TASK TO COMPLETE:
Please condense the paragraph in the text on out-of-state estate planning that begins "Lawyer is admitted to practice and has an office in Illinois," keeping its main facts.

==== QUOTED TEXT ====

Drafting a will for an out-of-state resident likely falls within one of the examples above, and therefore is unauthorized.   However a determination that the requested assistance is the practice of law in a jurisdiction in which the attorney does not hold a license is not dispositive.   Ohio rule MR 5.5 lists six exceptions to the general prohibition against the practice of law in a jurisdiction without a license.  Of the six exceptions, some allow legal representation in another state on a “temporary basis.”   The comment to the rule describes this exception in very broad terms.  It includes the following factors for determining whether the representation relates to an attorney’s practice:

1 The lawyer’s client may have been previously represented by the lawyer, or may be resident in or have substantial contacts with the jurisdiction in which the lawyer is admitted.

2 The matter, although involving other jurisdictions, may have a significant connection with that jurisdiction.

3 Significant aspects of the lawyer’s work might be conducted in that jurisdiction or a significant aspect of the matter may involve the law of that jurisdiction.

4 The necessary relationship might arise when the client’s activities or the legal issues involve multiple jurisdictions, such as when the officers of a multinational corporation survey potential business sites and seek the services of their lawyer in assessing the relative merits of each.

5 In addition, the services may draw on the lawyer’s recognized expertise developed through the regular practice of law on behalf of clients in matters involving a particular body of federal, nationally uniform, foreign, or international law. See also MULTIJURISDICTIONAL PRACTICE OF LAW ISSUES IN ESTATE PLANNING, 40 ESTPLN 23, 30, 2013 WL 2407104, 11

The Restatement (third) of Law Governing Lawyers appears to provide even more flexibility.  In the estate planning context, for instance, the Restatement includes the following example:

Lawyer is admitted to practice and has an office in Illinois, where Lawyer practices in the area of trusts and estates, an area involving, among other things, both the law of wills, property, taxation, and trusts of a particular state and federal income, estate, and gift tax law. Client A, whom Lawyer has represented in estate-planning matters, has recently moved to Florida and calls Lawyer from there with a request that leads to Lawyer’s preparation of a codicil to A’s will, which Lawyer takes to Florida to obtain the necessary signatures. While there, A introduces Lawyer to B, a friend of A, who, after learning of A’s estate-planning arrangements from A, [asks] Lawyer to prepare a similar estate arrangement for B. Lawyer prepares the necessary documents and conducts legal research in Lawyer’s office in Illinois, frequently conferring by telephone and letter with B in Florida. Lawyer then takes the documents to Florida for execution by B and necessary witnesses. Lawyer’s activities in Florida on behalf of both A and B were permissible. See Restatement (Third) of the Law Governing Lawyers § 3 (2000) § 3 cmt. e

Rule 5.5 and the Restatement may provide latitude for estate planning lawyers to practice law in other states, but drafting a will for a non-resident still appears to be forbidden.   Nonetheless, the temporary basis for representation that “arises out of or are reasonably related to the lawyer’s practice in a jurisdiction in which the lawyer is admitted to practice” is an exception that many estate planning lawyers rely on.   In fact, much of what estate planning attorneys do may be permissible under this exception.  For example, the following may be permissible.

==== ENTRIES ====

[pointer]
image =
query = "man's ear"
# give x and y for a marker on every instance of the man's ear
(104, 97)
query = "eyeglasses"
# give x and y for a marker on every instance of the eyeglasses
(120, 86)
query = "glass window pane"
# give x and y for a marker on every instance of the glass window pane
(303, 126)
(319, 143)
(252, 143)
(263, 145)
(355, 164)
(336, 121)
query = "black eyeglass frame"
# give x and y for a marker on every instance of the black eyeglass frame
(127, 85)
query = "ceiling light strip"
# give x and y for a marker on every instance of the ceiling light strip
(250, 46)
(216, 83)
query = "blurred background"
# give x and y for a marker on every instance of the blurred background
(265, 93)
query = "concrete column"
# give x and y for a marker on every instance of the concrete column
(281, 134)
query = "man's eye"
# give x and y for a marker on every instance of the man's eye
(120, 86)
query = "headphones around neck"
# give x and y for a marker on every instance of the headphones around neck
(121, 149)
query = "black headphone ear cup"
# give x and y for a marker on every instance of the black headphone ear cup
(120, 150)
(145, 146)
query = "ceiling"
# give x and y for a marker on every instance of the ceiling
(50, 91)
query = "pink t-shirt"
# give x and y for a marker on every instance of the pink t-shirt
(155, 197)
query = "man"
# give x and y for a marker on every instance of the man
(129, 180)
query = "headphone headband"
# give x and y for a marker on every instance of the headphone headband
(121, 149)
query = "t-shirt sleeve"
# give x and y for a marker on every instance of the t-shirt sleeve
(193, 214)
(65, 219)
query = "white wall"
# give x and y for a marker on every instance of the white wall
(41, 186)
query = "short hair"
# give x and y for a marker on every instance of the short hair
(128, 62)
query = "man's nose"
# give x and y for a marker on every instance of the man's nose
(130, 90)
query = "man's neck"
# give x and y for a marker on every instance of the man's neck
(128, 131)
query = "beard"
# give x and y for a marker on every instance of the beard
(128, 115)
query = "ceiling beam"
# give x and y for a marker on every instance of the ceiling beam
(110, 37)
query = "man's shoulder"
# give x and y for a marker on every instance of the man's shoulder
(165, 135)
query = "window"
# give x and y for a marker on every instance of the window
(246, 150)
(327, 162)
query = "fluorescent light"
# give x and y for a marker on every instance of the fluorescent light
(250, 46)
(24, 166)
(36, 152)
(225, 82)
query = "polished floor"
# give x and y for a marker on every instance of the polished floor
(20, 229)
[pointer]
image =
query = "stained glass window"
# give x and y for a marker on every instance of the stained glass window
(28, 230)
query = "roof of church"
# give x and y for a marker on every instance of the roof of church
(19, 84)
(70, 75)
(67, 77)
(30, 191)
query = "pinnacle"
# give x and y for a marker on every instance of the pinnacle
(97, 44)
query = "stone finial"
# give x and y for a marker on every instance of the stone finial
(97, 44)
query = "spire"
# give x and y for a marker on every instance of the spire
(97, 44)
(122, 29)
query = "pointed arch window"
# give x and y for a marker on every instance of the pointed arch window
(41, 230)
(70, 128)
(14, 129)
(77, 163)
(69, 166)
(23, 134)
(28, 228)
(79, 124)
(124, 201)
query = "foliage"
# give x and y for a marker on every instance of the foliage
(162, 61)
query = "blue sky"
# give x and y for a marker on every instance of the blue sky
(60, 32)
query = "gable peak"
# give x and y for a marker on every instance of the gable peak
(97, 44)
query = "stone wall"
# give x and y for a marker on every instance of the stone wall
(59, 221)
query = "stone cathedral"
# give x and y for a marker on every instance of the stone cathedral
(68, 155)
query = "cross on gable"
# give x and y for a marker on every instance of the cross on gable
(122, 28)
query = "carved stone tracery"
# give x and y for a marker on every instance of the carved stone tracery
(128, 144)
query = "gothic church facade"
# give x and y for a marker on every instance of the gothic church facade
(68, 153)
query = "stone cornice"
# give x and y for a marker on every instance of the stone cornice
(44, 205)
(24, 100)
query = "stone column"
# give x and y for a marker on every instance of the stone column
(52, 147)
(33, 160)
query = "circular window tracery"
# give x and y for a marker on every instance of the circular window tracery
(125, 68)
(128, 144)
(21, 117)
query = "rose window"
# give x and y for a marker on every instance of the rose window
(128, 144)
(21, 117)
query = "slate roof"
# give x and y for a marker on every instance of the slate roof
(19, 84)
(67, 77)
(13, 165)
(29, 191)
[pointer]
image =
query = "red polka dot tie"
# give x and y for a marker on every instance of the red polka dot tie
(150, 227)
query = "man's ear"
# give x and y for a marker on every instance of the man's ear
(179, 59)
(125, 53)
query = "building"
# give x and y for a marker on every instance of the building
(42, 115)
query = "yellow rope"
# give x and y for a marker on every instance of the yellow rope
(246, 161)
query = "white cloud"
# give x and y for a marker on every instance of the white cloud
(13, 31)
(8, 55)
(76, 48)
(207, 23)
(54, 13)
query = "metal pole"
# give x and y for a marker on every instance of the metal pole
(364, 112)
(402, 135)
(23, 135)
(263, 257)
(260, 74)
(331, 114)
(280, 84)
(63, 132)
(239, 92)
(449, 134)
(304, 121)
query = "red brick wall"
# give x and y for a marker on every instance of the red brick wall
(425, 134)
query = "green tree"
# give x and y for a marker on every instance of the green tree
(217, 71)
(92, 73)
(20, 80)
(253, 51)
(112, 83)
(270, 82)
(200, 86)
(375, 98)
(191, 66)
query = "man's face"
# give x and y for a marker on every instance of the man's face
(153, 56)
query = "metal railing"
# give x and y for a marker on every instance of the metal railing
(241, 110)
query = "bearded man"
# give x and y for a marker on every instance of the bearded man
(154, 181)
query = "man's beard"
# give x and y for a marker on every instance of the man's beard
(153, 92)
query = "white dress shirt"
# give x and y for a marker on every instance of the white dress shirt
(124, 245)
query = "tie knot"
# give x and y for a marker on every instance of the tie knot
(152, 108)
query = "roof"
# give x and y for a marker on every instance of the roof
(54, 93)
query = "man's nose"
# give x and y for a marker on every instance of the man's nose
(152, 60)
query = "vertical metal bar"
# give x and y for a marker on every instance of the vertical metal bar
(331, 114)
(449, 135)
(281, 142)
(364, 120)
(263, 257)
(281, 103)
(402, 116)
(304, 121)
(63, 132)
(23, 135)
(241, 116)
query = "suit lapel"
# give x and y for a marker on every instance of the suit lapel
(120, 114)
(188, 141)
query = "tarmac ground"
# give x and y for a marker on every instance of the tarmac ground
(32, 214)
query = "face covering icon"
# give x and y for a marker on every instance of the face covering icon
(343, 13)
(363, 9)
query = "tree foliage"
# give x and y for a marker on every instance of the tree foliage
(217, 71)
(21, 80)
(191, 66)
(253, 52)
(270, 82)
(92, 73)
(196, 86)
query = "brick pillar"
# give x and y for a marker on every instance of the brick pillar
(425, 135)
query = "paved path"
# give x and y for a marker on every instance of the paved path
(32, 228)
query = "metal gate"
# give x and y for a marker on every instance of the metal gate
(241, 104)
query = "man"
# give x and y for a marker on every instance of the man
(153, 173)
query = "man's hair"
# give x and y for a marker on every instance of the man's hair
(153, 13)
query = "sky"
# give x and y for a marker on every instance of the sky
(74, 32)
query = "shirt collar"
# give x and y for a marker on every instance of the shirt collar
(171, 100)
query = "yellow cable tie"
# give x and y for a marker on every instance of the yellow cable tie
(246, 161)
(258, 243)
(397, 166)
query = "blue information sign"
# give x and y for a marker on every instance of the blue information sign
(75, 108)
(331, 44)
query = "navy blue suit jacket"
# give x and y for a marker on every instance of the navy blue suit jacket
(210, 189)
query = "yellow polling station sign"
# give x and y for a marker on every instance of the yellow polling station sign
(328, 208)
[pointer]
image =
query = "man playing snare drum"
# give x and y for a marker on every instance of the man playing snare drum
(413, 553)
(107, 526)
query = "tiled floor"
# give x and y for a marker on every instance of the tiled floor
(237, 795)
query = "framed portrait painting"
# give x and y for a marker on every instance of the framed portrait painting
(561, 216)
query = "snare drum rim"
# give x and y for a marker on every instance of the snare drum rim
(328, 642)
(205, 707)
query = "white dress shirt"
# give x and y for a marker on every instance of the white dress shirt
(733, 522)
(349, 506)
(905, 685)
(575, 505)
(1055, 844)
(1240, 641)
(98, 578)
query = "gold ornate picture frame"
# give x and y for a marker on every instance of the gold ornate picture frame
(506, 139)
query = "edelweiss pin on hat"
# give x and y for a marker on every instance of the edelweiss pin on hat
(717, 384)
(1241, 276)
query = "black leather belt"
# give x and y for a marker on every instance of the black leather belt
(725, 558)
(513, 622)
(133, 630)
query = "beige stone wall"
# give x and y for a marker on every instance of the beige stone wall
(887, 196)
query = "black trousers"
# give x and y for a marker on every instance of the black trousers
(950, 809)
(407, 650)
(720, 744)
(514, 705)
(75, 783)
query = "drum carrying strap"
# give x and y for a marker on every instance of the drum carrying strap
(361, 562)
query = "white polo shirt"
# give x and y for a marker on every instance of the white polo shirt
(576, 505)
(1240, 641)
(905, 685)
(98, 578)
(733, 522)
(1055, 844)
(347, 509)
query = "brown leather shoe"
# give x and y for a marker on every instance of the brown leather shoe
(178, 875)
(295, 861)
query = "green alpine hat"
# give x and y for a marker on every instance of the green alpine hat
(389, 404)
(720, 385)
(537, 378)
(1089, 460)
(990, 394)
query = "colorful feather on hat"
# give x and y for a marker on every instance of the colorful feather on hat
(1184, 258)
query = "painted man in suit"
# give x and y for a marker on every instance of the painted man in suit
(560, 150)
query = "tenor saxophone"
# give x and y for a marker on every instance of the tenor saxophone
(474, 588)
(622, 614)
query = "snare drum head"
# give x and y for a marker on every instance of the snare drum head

====

ANSWER IN FULL:
A lawyer admitted in Illinois, with an office there and a trusts and estates practice, prepared a codicil to the will of A, a former estate-planning client who had moved to Florida. The lawyer took the codicil to Florida for signatures. There, A introduced the lawyer to a friend, B, who asked for a similar estate arrangement. The lawyer drafted B's documents and did the research in the Illinois office, conferring with B in Florida by telephone and letter. The lawyer then took the documents to Florida for execution by B and witnesses. The lawyer's Florida activities for both A and B were permissible (Restatement (Third) of the Law Governing Lawyers § 3 cmt. e).